Decide whether each statement below agrees with the text about Reuven Rivlin's opinion piece, answering yes or no and quoting the deciding words of the text.
1. Rivlin belongs to Netanyahu's party.
2. The text claims Rivlin's approach to the peace process is dramatically different from Netanyahu's.
3. Rivlin's opinion piece appeared in the New York Times.

#### [SUPPLIED TEXT]
****************************************
In a curious opinion piece in the Dec. 8 edition of the Washington Post, Israel’s President Reuben (Ruvy) Rivlin acknowledges that, at the moment, nothing is happening or can happen, on the “peace” path. He phrases it cleverly: “no currently viable solution to the Israeli-Palestinian conflict.”
Rivlin is in the United States for an official state visit. Presumably, he wanted Americans to know where he stands on the most significant issue: the Israeli-Arab conflict. Although Rivlin is a member of Prime Minister Benjamin Netanyahu’s Likud party, the two men are not, shall we say, simpatico.
But pointing out that Rivlin is not BFFs with Bibi is not to suggest that his approach to dealing with the so-called “peace process” is dramatically different than is Netanyahu’s. However, it may be much easier, particularly for American Democrats, to abide a message coming from Rivlin that they could not tolerate listening to if it came from Netanyahu.
And Rivlin’s suggestions are reasonable and, for the most part, attainable.
****************************************
#### [Stored data entries]
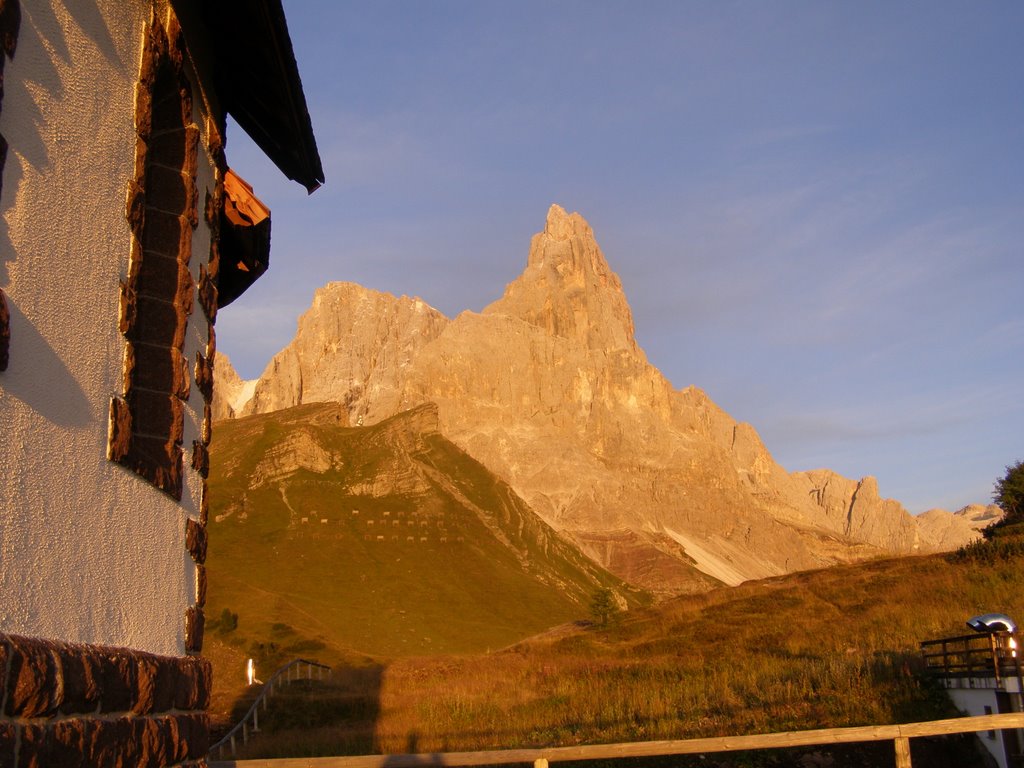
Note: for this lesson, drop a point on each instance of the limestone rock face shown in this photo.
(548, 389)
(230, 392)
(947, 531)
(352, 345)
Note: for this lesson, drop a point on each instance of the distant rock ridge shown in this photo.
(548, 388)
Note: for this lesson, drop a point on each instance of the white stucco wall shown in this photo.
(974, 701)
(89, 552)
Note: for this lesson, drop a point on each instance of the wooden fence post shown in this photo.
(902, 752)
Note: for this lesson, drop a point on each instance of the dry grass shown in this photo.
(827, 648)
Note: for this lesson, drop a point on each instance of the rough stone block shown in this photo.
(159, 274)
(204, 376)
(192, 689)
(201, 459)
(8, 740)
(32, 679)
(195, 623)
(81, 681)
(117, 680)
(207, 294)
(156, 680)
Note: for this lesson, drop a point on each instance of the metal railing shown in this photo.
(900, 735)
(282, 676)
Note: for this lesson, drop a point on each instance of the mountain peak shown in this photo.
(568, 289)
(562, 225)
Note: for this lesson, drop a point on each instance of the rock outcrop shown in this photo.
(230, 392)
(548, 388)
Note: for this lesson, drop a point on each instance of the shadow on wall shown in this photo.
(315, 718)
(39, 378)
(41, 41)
****************************************
#### [ANSWER SECTION]
1. Yes: "Rivlin is a member of Prime Minister Benjamin Netanyahu’s Likud party"
2. No: "is not to suggest that his approach to dealing with the so-called “peace process” is dramatically different than is Netanyahu’s"
3. No: "In a curious opinion piece in the Dec. 8 edition of the Washington Post"